Segmentation dataset entries
--- start ---

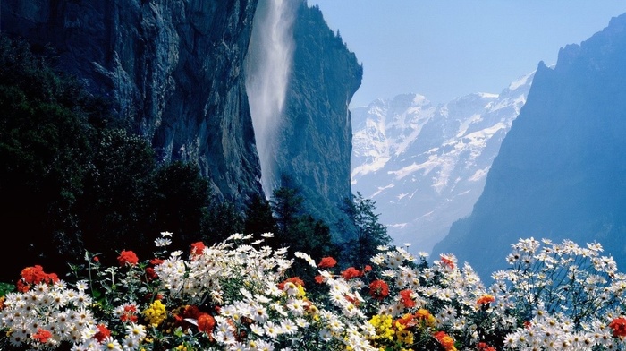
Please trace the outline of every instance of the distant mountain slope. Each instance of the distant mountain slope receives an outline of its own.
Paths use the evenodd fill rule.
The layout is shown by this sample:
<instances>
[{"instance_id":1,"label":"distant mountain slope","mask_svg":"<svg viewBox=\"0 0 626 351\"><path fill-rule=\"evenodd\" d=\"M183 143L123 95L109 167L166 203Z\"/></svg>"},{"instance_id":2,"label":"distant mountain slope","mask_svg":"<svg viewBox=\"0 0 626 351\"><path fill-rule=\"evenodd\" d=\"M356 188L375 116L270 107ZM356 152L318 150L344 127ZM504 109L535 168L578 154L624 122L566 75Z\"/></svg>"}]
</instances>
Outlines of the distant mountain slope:
<instances>
[{"instance_id":1,"label":"distant mountain slope","mask_svg":"<svg viewBox=\"0 0 626 351\"><path fill-rule=\"evenodd\" d=\"M352 189L376 201L397 243L429 252L454 220L470 213L533 75L499 95L434 106L406 94L352 109Z\"/></svg>"},{"instance_id":2,"label":"distant mountain slope","mask_svg":"<svg viewBox=\"0 0 626 351\"><path fill-rule=\"evenodd\" d=\"M626 14L539 64L471 216L433 253L481 277L506 266L520 237L597 241L626 265Z\"/></svg>"}]
</instances>

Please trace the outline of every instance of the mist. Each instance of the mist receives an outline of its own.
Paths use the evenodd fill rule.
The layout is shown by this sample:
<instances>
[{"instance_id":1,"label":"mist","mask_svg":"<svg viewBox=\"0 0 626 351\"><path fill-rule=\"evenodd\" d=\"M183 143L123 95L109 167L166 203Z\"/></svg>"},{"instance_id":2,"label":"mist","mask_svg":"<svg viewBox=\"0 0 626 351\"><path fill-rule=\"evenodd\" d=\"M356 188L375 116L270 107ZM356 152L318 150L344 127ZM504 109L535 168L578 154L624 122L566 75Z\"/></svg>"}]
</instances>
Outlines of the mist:
<instances>
[{"instance_id":1,"label":"mist","mask_svg":"<svg viewBox=\"0 0 626 351\"><path fill-rule=\"evenodd\" d=\"M278 183L275 155L293 57L294 3L259 0L248 49L246 90L267 198Z\"/></svg>"}]
</instances>

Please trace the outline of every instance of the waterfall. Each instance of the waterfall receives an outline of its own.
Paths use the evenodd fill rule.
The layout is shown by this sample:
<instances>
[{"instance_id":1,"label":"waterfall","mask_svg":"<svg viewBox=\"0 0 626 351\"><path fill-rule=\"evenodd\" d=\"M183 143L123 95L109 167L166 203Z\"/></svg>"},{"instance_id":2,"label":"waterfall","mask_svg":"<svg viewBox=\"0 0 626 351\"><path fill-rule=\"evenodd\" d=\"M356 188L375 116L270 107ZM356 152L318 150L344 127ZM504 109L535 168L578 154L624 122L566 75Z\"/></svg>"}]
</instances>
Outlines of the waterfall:
<instances>
[{"instance_id":1,"label":"waterfall","mask_svg":"<svg viewBox=\"0 0 626 351\"><path fill-rule=\"evenodd\" d=\"M293 57L297 4L293 0L259 0L248 48L246 90L261 165L261 184L267 198L278 183L275 154Z\"/></svg>"}]
</instances>

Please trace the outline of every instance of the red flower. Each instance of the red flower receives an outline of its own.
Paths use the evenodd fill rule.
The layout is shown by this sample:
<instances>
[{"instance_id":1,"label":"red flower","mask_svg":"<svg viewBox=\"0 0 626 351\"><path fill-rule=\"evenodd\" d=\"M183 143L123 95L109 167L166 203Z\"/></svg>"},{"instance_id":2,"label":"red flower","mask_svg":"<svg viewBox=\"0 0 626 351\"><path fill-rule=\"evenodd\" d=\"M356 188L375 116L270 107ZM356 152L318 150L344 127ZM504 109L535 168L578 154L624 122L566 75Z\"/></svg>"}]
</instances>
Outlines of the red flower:
<instances>
[{"instance_id":1,"label":"red flower","mask_svg":"<svg viewBox=\"0 0 626 351\"><path fill-rule=\"evenodd\" d=\"M444 347L445 351L456 351L456 347L454 347L454 339L446 334L445 331L436 331L433 333L433 337L439 341L439 344Z\"/></svg>"},{"instance_id":2,"label":"red flower","mask_svg":"<svg viewBox=\"0 0 626 351\"><path fill-rule=\"evenodd\" d=\"M111 330L109 330L106 325L98 324L97 325L97 332L96 333L96 335L94 335L94 338L97 339L98 342L102 342L102 340L111 336Z\"/></svg>"},{"instance_id":3,"label":"red flower","mask_svg":"<svg viewBox=\"0 0 626 351\"><path fill-rule=\"evenodd\" d=\"M485 294L482 296L478 297L478 300L476 300L476 303L478 304L488 304L495 301L495 297L489 294Z\"/></svg>"},{"instance_id":4,"label":"red flower","mask_svg":"<svg viewBox=\"0 0 626 351\"><path fill-rule=\"evenodd\" d=\"M448 266L453 270L454 269L454 261L452 261L451 259L449 259L448 257L445 257L444 255L439 256L439 258L440 258L441 263L443 265Z\"/></svg>"},{"instance_id":5,"label":"red flower","mask_svg":"<svg viewBox=\"0 0 626 351\"><path fill-rule=\"evenodd\" d=\"M626 318L615 318L614 320L611 321L609 328L613 330L613 335L614 337L626 337Z\"/></svg>"},{"instance_id":6,"label":"red flower","mask_svg":"<svg viewBox=\"0 0 626 351\"><path fill-rule=\"evenodd\" d=\"M369 295L377 300L389 295L389 286L383 280L374 280L369 284Z\"/></svg>"},{"instance_id":7,"label":"red flower","mask_svg":"<svg viewBox=\"0 0 626 351\"><path fill-rule=\"evenodd\" d=\"M404 289L400 291L400 302L406 308L415 307L415 301L410 297L413 292L410 289Z\"/></svg>"},{"instance_id":8,"label":"red flower","mask_svg":"<svg viewBox=\"0 0 626 351\"><path fill-rule=\"evenodd\" d=\"M117 256L117 262L120 264L120 266L124 266L126 263L131 264L131 265L135 265L137 262L140 261L140 259L137 258L137 255L135 253L131 251L126 251L123 250L122 253L120 253L120 255Z\"/></svg>"},{"instance_id":9,"label":"red flower","mask_svg":"<svg viewBox=\"0 0 626 351\"><path fill-rule=\"evenodd\" d=\"M208 313L202 313L198 316L198 329L207 334L210 334L213 331L213 328L216 326L216 319Z\"/></svg>"},{"instance_id":10,"label":"red flower","mask_svg":"<svg viewBox=\"0 0 626 351\"><path fill-rule=\"evenodd\" d=\"M325 280L325 278L324 278L324 277L322 277L321 275L317 275L317 276L315 276L315 282L316 282L316 283L317 283L317 284L323 284L323 283L324 283L324 280Z\"/></svg>"},{"instance_id":11,"label":"red flower","mask_svg":"<svg viewBox=\"0 0 626 351\"><path fill-rule=\"evenodd\" d=\"M350 280L352 278L360 277L362 275L363 275L363 272L357 270L354 267L348 267L347 269L345 269L345 270L343 270L342 272L342 277L343 277L343 278L346 280Z\"/></svg>"},{"instance_id":12,"label":"red flower","mask_svg":"<svg viewBox=\"0 0 626 351\"><path fill-rule=\"evenodd\" d=\"M330 256L322 258L317 267L319 268L333 268L337 264L337 261Z\"/></svg>"},{"instance_id":13,"label":"red flower","mask_svg":"<svg viewBox=\"0 0 626 351\"><path fill-rule=\"evenodd\" d=\"M204 243L202 242L196 242L191 244L191 255L199 255L202 254L202 252L204 252L204 249L207 246L205 246Z\"/></svg>"},{"instance_id":14,"label":"red flower","mask_svg":"<svg viewBox=\"0 0 626 351\"><path fill-rule=\"evenodd\" d=\"M415 325L415 321L413 321L413 317L415 317L415 316L410 314L410 313L406 313L403 316L395 320L395 322L400 323L400 324L403 325L404 327L412 327ZM393 323L393 325L395 325L395 323Z\"/></svg>"},{"instance_id":15,"label":"red flower","mask_svg":"<svg viewBox=\"0 0 626 351\"><path fill-rule=\"evenodd\" d=\"M486 342L479 342L478 345L478 351L495 351L495 347L490 347Z\"/></svg>"},{"instance_id":16,"label":"red flower","mask_svg":"<svg viewBox=\"0 0 626 351\"><path fill-rule=\"evenodd\" d=\"M202 312L200 312L200 309L194 304L185 306L184 311L182 311L182 315L185 318L193 318L197 320L201 314Z\"/></svg>"},{"instance_id":17,"label":"red flower","mask_svg":"<svg viewBox=\"0 0 626 351\"><path fill-rule=\"evenodd\" d=\"M48 338L52 338L52 333L39 328L35 334L30 336L30 338L43 344L47 342Z\"/></svg>"},{"instance_id":18,"label":"red flower","mask_svg":"<svg viewBox=\"0 0 626 351\"><path fill-rule=\"evenodd\" d=\"M163 263L165 261L161 259L152 259L150 260L150 264L153 266L158 266L159 264Z\"/></svg>"},{"instance_id":19,"label":"red flower","mask_svg":"<svg viewBox=\"0 0 626 351\"><path fill-rule=\"evenodd\" d=\"M52 284L59 281L55 273L46 273L44 269L38 265L26 267L21 270L21 278L17 282L17 289L21 293L27 292L31 286L39 283Z\"/></svg>"}]
</instances>

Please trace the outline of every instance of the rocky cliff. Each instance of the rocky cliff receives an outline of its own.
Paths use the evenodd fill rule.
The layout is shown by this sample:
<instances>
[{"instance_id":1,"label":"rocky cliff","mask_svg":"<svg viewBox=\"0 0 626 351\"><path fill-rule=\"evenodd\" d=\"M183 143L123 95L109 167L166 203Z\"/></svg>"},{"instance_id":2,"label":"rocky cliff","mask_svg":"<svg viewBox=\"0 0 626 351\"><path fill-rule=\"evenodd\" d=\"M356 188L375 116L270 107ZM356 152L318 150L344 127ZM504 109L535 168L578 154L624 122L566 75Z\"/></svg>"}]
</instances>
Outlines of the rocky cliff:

--- end ---

Task statement - Rewrite everything from the line containing "Please trace the outline of every instance of the rocky" down to the end of the entries, putting "granite cliff" in place of "rocky cliff" and leaving all else unchanged.

Problem solution -
Please trace the outline of every instance of the granite cliff. Each instance of the granite cliff receives an outline of its own.
Paths use the evenodd fill rule.
The layout is shown by this sample:
<instances>
[{"instance_id":1,"label":"granite cliff","mask_svg":"<svg viewBox=\"0 0 626 351\"><path fill-rule=\"evenodd\" d=\"M183 143L123 95L109 167L166 203Z\"/></svg>"},{"instance_id":2,"label":"granite cliff","mask_svg":"<svg viewBox=\"0 0 626 351\"><path fill-rule=\"evenodd\" d=\"M356 188L375 116L270 107ZM356 152L318 150L344 127ZM504 109L535 168L578 154L624 122L566 75Z\"/></svg>"}]
</instances>
Outlines of the granite cliff:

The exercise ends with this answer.